Required task: Arrange every line of the records below as a two-column Markdown table headed No. and Line, numbering the rows and omitting any blank lines.

Records for this task:
----
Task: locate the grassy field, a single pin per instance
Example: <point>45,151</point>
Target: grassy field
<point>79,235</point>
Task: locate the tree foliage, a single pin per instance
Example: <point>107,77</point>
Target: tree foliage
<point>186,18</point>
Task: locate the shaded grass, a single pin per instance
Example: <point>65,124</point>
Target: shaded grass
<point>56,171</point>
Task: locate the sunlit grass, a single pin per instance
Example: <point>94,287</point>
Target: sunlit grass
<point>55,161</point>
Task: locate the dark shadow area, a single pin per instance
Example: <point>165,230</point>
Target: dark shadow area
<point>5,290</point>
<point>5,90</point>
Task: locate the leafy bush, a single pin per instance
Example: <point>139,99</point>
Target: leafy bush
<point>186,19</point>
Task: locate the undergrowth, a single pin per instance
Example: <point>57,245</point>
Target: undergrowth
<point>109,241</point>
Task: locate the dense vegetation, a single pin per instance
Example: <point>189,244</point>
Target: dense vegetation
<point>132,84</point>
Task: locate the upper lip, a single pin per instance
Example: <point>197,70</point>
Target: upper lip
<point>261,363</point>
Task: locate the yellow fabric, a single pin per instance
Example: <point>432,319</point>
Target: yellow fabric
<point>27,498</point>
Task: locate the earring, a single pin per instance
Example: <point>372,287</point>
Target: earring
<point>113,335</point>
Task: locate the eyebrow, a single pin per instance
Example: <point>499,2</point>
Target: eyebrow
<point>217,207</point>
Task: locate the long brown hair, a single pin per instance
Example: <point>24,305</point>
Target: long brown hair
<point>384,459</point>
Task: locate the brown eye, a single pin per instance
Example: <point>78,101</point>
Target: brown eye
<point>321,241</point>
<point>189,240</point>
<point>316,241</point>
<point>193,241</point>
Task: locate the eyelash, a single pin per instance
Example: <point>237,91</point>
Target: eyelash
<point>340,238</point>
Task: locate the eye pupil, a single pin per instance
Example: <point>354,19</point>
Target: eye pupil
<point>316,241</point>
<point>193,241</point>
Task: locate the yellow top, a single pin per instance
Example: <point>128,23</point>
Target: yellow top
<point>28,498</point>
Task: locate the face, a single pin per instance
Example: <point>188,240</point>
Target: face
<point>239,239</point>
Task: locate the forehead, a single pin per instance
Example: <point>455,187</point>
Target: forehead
----
Problem solution:
| No. | Line |
|---|---|
| 1 | Task: locate the grassy field, a single pin per instance |
| 2 | Example: <point>45,151</point> |
| 3 | Target: grassy field |
| 4 | <point>79,235</point> |
| 5 | Task: locate the tree foliage, a single pin per instance |
| 6 | Example: <point>107,77</point> |
| 7 | Target: tree foliage |
| 8 | <point>186,18</point> |
| 9 | Task: locate the shaded grass, a single pin per instance |
| 10 | Example: <point>65,124</point> |
| 11 | Target: shaded grass |
| 12 | <point>56,171</point> |
| 13 | Task: locate the sunlit grass, a single pin per instance |
| 14 | Example: <point>94,287</point> |
| 15 | Target: sunlit grass |
| 16 | <point>55,161</point> |
| 17 | Task: locate the dark shadow area, a single pin per instance |
| 18 | Example: <point>165,230</point> |
| 19 | Target: dark shadow area |
| 20 | <point>5,290</point> |
| 21 | <point>5,90</point> |
| 22 | Task: locate the leafy bush, a single pin per instance |
| 23 | Example: <point>139,99</point> |
| 24 | Target: leafy bush |
| 25 | <point>186,19</point> |
| 26 | Task: locate the undergrowth, a single pin per instance |
| 27 | Example: <point>57,245</point> |
| 28 | Target: undergrowth |
| 29 | <point>109,241</point> |
| 30 | Task: locate the dense vegetation, a single pin per instance |
| 31 | Example: <point>189,244</point> |
| 32 | Target: dense vegetation |
| 33 | <point>132,84</point> |
| 34 | Task: locate the upper lip, a single pin per instance |
| 35 | Example: <point>197,70</point> |
| 36 | Target: upper lip |
| 37 | <point>261,363</point> |
| 38 | Task: locate the yellow fabric, a single pin per instance |
| 39 | Example: <point>432,319</point> |
| 40 | Target: yellow fabric |
| 41 | <point>27,498</point> |
| 42 | Task: locate the earring, a single pin per instance |
| 43 | Example: <point>372,287</point> |
| 44 | Target: earring |
| 45 | <point>113,335</point> |
| 46 | Task: locate the eyebrow, a single pin per instance |
| 47 | Example: <point>499,2</point> |
| 48 | Target: eyebrow |
| 49 | <point>217,207</point> |
| 50 | Task: locate the long brown hair, a single pin per instance |
| 51 | Example: <point>24,305</point> |
| 52 | Target: long brown hair |
| 53 | <point>384,459</point> |
| 54 | Task: locate the brown eye, a single pin per instance |
| 55 | Example: <point>78,101</point> |
| 56 | Target: brown eye |
| 57 | <point>321,241</point> |
| 58 | <point>189,240</point> |
| 59 | <point>316,241</point> |
| 60 | <point>193,241</point> |
| 61 | Task: locate the eyelash, a single pin per instance |
| 62 | Example: <point>237,91</point> |
| 63 | Target: eyelash |
| 64 | <point>340,238</point> |
| 65 | Task: locate the eye pupil, a single pin per instance |
| 66 | Example: <point>354,19</point> |
| 67 | Target: eye pupil |
| 68 | <point>316,241</point> |
| 69 | <point>193,241</point> |
| 70 | Task: locate the yellow top, a single pin per instance |
| 71 | Example: <point>128,23</point> |
| 72 | Target: yellow top |
| 73 | <point>28,498</point> |
| 74 | Task: locate the face, a single pin per instance |
| 75 | Example: <point>188,240</point> |
| 76 | Target: face |
| 77 | <point>239,239</point> |
| 78 | Task: locate the forehead, a single pin per instance |
| 79 | Example: <point>455,187</point> |
| 80 | Target: forehead |